Source excerpt:
* START *

The predict method will publish the result to a Home Assistant sensor.

Storing CSV files#

Docker container - how to mount a .csv files in data_path folder#

If running EMHASS with the Docker method, you will need to volume mount a folder to be the data_path, or mount a single .csv file inside data_path

Example of mounting a folder as data_path (.csv files stored inside)

docker run -it --restart always -p 5000:5000 -e LOCAL_COSTFUN="profit" -v ./data:/data -v ./config_emhass.yaml:/app/config_emhass.yaml -v ./secrets_emhass.yaml:/app/secrets_emhass.yaml --name DockerEMHASS <REPOSITORY:TAG>

Example of mounting a single CSV file

docker run -it --restart always -p 5000:5000 -e LOCAL_COSTFUN="profit" -v ./data/heating_prediction.csv:/app/heating_prediction.csv -v ./config_emhass.yaml:/app/config_emhass.yaml -v ./secrets_emhass.yaml:/app/secrets_emhass.yaml --name DockerEMHASS <REPOSITORY:TAG>

Add-on - How to store data in a CSV file from Home Assistant#

Change data_path#

If running EMHASS-Add-On, you will likely need to change the data_path to a folder your Home Assistant can access. To do this, set the data_path to /share/ in the addon Configuration page.

Store sensor data to CSV#

Notify to a file

notify:
  - platform: file
    name: heating_hours_prediction
    timestamp: false
    filename: /share/heating_prediction.csv

Then you need an automation to notify to this file

alias: "Heating csv"
id: 157b1d57-73d9-4f39-82c6-13ce0cf42
trigger:
  - platform: time
    at: "23:59:32"

* END *

Problem requirements: In the EMHASS excerpt's file notify configuration, which keys are set for the single platform entry, and what value does each one have? The material after this point is separate from the EMHASS excerpt.

Data excerpt:
* START *

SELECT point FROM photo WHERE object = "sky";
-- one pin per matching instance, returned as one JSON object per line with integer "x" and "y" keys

* END *

Worked solution:
- platform: file
- name: heating_hours_prediction
- timestamp: false
- filename: /share/heating_prediction.csv